Written task. Reproduce every line of the data below exactly as it appears, leaving out the pictures.

(Source records)
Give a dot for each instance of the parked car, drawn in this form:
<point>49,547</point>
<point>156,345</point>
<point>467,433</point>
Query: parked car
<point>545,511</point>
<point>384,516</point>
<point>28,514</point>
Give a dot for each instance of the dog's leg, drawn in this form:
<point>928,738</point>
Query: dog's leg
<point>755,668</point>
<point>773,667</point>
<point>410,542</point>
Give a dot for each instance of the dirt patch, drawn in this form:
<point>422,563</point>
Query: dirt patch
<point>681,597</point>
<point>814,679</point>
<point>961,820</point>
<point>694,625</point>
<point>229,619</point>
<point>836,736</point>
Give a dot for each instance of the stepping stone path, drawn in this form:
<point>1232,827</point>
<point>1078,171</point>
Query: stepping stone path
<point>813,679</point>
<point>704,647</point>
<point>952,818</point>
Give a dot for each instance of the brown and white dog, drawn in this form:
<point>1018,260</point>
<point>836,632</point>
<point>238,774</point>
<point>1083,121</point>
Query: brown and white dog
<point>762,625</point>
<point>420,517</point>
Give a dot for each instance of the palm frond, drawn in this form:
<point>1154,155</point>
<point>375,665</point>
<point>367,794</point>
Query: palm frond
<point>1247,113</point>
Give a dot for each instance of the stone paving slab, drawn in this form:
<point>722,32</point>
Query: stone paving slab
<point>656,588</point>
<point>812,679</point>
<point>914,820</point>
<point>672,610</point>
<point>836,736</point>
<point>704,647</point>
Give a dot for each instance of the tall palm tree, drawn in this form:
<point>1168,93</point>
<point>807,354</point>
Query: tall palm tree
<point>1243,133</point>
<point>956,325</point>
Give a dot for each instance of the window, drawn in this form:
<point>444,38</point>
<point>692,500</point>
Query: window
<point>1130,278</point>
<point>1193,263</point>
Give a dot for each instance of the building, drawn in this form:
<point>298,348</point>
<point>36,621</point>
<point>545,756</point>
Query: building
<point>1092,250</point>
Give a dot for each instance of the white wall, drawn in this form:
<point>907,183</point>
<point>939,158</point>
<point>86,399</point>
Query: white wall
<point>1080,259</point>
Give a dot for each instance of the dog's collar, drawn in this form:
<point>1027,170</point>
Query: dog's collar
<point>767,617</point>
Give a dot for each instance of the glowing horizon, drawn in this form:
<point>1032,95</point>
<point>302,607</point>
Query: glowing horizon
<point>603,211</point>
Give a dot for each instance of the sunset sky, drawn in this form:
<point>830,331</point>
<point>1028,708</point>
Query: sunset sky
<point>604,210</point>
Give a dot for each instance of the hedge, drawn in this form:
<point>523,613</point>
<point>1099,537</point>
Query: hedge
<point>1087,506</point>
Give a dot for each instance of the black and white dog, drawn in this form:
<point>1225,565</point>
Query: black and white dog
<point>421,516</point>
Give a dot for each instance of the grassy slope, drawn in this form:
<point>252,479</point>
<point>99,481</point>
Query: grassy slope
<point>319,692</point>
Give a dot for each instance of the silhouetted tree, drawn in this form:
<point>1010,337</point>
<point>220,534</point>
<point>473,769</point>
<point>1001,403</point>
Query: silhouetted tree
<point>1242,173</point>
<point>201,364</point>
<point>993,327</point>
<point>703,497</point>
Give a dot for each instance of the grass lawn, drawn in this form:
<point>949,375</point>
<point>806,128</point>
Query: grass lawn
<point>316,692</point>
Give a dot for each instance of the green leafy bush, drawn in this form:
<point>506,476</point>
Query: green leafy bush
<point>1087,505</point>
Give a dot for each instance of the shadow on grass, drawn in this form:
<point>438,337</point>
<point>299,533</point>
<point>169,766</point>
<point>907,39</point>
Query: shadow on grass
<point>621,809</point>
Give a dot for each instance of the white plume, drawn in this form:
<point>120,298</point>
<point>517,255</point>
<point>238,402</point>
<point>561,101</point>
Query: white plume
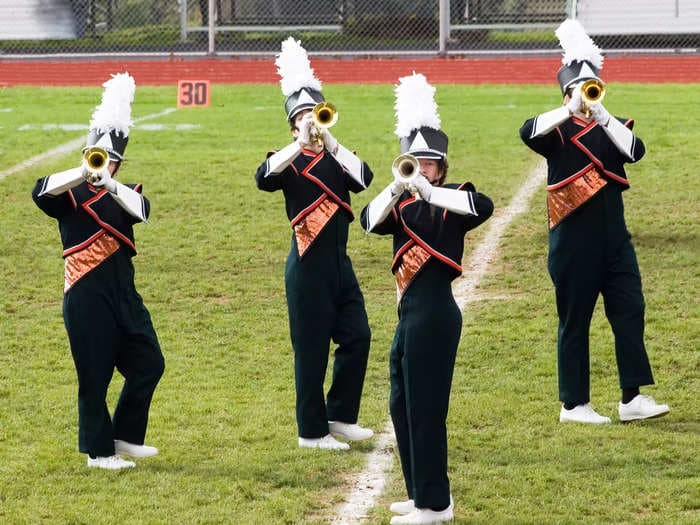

Correct response.
Give a dot for each instance of the parked car, drawn in this form:
<point>49,547</point>
<point>156,345</point>
<point>467,433</point>
Query: parked car
<point>545,511</point>
<point>384,516</point>
<point>28,514</point>
Give a dot for each instance of the dog's leg, drawn in this form:
<point>928,738</point>
Query: dog's leg
<point>755,668</point>
<point>773,667</point>
<point>410,542</point>
Give a dot for each instance of the dirt patch, drawn in this form:
<point>422,563</point>
Query: dirt patch
<point>681,597</point>
<point>814,679</point>
<point>961,820</point>
<point>694,625</point>
<point>229,619</point>
<point>836,736</point>
Give a dot for each instance of the stepping stone path, drawn in this form:
<point>1232,827</point>
<point>1078,171</point>
Query: stepping stone path
<point>813,679</point>
<point>704,647</point>
<point>952,818</point>
Give a dot for each instance of the brown and white dog, drawn in this form:
<point>1018,260</point>
<point>836,632</point>
<point>238,774</point>
<point>1083,121</point>
Query: brown and white dog
<point>762,625</point>
<point>420,517</point>
Give a dot for each instance of the palm frond, drawn in this form:
<point>1154,155</point>
<point>375,665</point>
<point>367,794</point>
Query: palm frond
<point>1247,113</point>
Give a dot for each instance of the stone paving slab, drawn in this form:
<point>722,32</point>
Query: stone paving slab
<point>656,588</point>
<point>812,679</point>
<point>914,820</point>
<point>672,610</point>
<point>836,736</point>
<point>704,647</point>
Give a dot for each instance of the tall palm tree, drawn in this form:
<point>1168,93</point>
<point>807,354</point>
Query: tall palm tree
<point>1243,133</point>
<point>956,325</point>
Give a dot for each instance of the window, drawn in this form:
<point>444,38</point>
<point>692,500</point>
Query: window
<point>1130,278</point>
<point>1193,263</point>
Give a dot for each instance of the building, drawn in this form:
<point>298,348</point>
<point>36,621</point>
<point>545,756</point>
Query: building
<point>1092,250</point>
Give a dot for each instance of the white wall, drawn in this form:
<point>907,183</point>
<point>939,158</point>
<point>86,399</point>
Query: white wall
<point>1080,259</point>
Give a dot for each instance of the dog's collar, drawn in this form:
<point>1027,170</point>
Query: dog's collar
<point>767,617</point>
Give a dot for each instance of the glowing horizon, drawn in this form:
<point>1032,95</point>
<point>302,607</point>
Query: glowing horizon
<point>603,211</point>
Give a dot for each instance of the sunset sky, drawn in this form:
<point>830,331</point>
<point>1028,708</point>
Query: sunset sky
<point>604,210</point>
Give a dot for each instance of the hedge, drawn in this form:
<point>523,613</point>
<point>1099,537</point>
Query: hedge
<point>1087,506</point>
Give a dot for each instance of the black and white dog, drawn in this form:
<point>1225,565</point>
Query: black and white dog
<point>421,516</point>
Give a dot for each instance of the grassy slope, drawn in this form:
<point>252,479</point>
<point>99,481</point>
Query: grassy slope
<point>319,692</point>
Give a dot for each instance of the silhouetted tree, drawn in this form:
<point>1010,337</point>
<point>220,534</point>
<point>473,769</point>
<point>1001,403</point>
Query: silhouetted tree
<point>1242,173</point>
<point>201,364</point>
<point>993,327</point>
<point>703,497</point>
Give a dot for each instance of the grass lawn, drawn in this form:
<point>949,375</point>
<point>806,128</point>
Query: grass lawn
<point>316,692</point>
Give a dot for each instance of the green leafy bush, drawn in this form:
<point>506,476</point>
Query: green leafy bush
<point>1087,505</point>
Give a dot for each instance of the shadow on grass, drawn in this form:
<point>438,337</point>
<point>299,533</point>
<point>169,766</point>
<point>907,39</point>
Query: shadow on grass
<point>621,809</point>
Give a dot for each instance of the white plume, drawn in this form:
<point>120,298</point>
<point>517,255</point>
<point>238,402</point>
<point>561,101</point>
Query: white plume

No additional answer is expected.